▶ _WORK ITEM_
Since the entries below must stay intact, return each one exactly.

....................

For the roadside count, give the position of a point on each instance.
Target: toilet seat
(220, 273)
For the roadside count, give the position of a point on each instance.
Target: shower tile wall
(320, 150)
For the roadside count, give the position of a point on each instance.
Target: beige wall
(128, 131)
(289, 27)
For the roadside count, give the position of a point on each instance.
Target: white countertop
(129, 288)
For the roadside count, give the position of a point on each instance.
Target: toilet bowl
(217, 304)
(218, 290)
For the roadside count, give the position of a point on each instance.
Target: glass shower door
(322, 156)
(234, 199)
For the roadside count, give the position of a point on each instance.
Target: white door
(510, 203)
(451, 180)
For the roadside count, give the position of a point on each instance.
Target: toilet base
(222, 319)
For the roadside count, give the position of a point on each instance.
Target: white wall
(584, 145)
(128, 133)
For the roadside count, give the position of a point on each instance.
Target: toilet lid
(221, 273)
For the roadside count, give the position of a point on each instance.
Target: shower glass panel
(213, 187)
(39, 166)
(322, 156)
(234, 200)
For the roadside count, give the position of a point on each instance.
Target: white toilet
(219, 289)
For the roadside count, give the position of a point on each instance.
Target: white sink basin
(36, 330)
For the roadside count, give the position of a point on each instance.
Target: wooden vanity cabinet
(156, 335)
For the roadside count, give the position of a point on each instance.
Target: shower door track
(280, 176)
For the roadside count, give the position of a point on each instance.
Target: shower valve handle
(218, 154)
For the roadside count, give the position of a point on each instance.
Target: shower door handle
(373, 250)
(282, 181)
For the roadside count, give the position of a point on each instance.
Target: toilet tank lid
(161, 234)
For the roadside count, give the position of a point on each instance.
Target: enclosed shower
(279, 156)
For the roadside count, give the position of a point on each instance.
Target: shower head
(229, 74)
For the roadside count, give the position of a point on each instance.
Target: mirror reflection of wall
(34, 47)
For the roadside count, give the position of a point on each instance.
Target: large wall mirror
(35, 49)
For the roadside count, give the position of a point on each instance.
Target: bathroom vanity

....................

▶ _RESULT BELOW_
For the roadside count, give the position of a point on each instance.
Target: toilet seat
(220, 273)
For the roadside count, give the position of a point on each instance.
Target: shower tile wall
(320, 150)
For the roadside count, give the position of a point on each instance.
Target: beige wall
(128, 131)
(289, 27)
For the roadside count, give the position of a point on each instance.
Target: white countertop
(129, 288)
For the roadside count, give the position of a point on each instance.
Target: toilet bowl
(217, 304)
(218, 290)
For the roadside count, give the position of a point on each instance.
Target: glass shower door
(322, 156)
(234, 199)
For the roadside count, give the position of a point on each instance.
Target: white door
(510, 203)
(451, 180)
For the roadside count, give the position of a point on each instance.
Target: toilet base
(222, 319)
For the roadside count, give the position of a point on each instance.
Target: white wall
(584, 145)
(128, 133)
For the roadside count, give the position of a point on each instance.
Target: toilet lid
(221, 273)
For the roadside count, give the position of a point on each instance.
Target: shower glass panel
(213, 187)
(39, 166)
(322, 156)
(234, 200)
For the roadside count, give the position of a point on each instance.
Target: white toilet
(219, 289)
For the roadside count, give the position of a point on each instance.
Target: white sink basin
(36, 330)
For the roadside count, give the position of a point on each instance.
Target: wooden vanity cabinet
(156, 335)
For the roadside count, give the position of a point on each instance.
Target: shower door track
(280, 176)
For the roadside count, give the position of a point on each instance.
Target: shower valve handle
(218, 154)
For the roadside count, give the position of a point on each instance.
Target: shower door handle
(373, 250)
(282, 181)
For the roadside count, give the position of a point on each instance.
Target: toilet tank lid
(161, 234)
For the roadside count, give the position of a point on each instance.
Target: enclosed shower
(279, 156)
For the roadside count, give the position of a point on each instance.
Target: shower head
(229, 74)
For the roadside count, give the position of a point on each instance.
Target: mirror reflection of wall
(34, 47)
For the roadside count, give the position of a point on each instance.
Target: large wall mirror
(35, 49)
For the roadside count, give the position of a point on each instance.
Target: bathroom vanity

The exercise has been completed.